Textauszug

========================================================================

Durch mein Buch hast du nicht nur erfahren, was die wirklich wichtigen Dinge sind, die in allen Ratgebern immer wieder vorkommen. Du hast auch dank der konkreten Übungen am Ende jedes Kapitels direkt angefangen, die Dinge umzusetzen, und bist ins Handeln gekommen. Geholfen haben dir dabei auch meine zahlreichen Tipps und Tricks auf meiner Homepage (www.52ways.de/umsetzen).

Ich freue mich wahnsinnig über dein Feedback und strahle über beide Ohren. Wir tauschen unsere Handynummern aus und werden uns sicherlich bald wieder sprechen.

So könnte die Geschichte lauten, wenn du dieses Buch liest und beginnst die kurzen Übungen durchzuführen. Aber wie ist das Buch aufgebaut? Letztendlich beziehen sich alle bekannten Sachbücher und Ratgeber immer wieder auf dieselben Methoden, Studien, Tipps und Tricks. Genau diese habe ich für dich in 52 Kapiteln kurz, kompakt und praxisnah zusammengefasst.

========================================================================

Aufgabenstellung
Setze den Textauszug über das Ratgeberbuch in 52 Kapiteln im Anschluss an seinen letzten Satz fort.

Gegebenes Material

========================================================================

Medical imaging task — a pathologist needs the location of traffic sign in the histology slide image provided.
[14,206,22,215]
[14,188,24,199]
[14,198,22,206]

========================================================================

Lösung der Übung
Die Kapitel sind in sechs Themenbereiche unterteilt. Diese sechs Themen kommen in allen bekannten Büchern vor. Nicht in jedem Ratgeber werden sie unter dem gleichen Namen behandelt, den ich hierfür gewählt habe, aber es handelt sich immer wieder um die gleichen Prinzipien.

Die Basis bilden deine Ziele und deine Vision, die dahintersteht. Wenn diese klar sind, werden dir alle weiteren Schritte um ein Vielfaches leichter fallen. Den zweiten Teil der Grundlagen bildet der Bereich Selbstmanagement. Du lernst, wie du die richtigen Prioritäten setzt und stressfrei an deinen Zielen arbeitest.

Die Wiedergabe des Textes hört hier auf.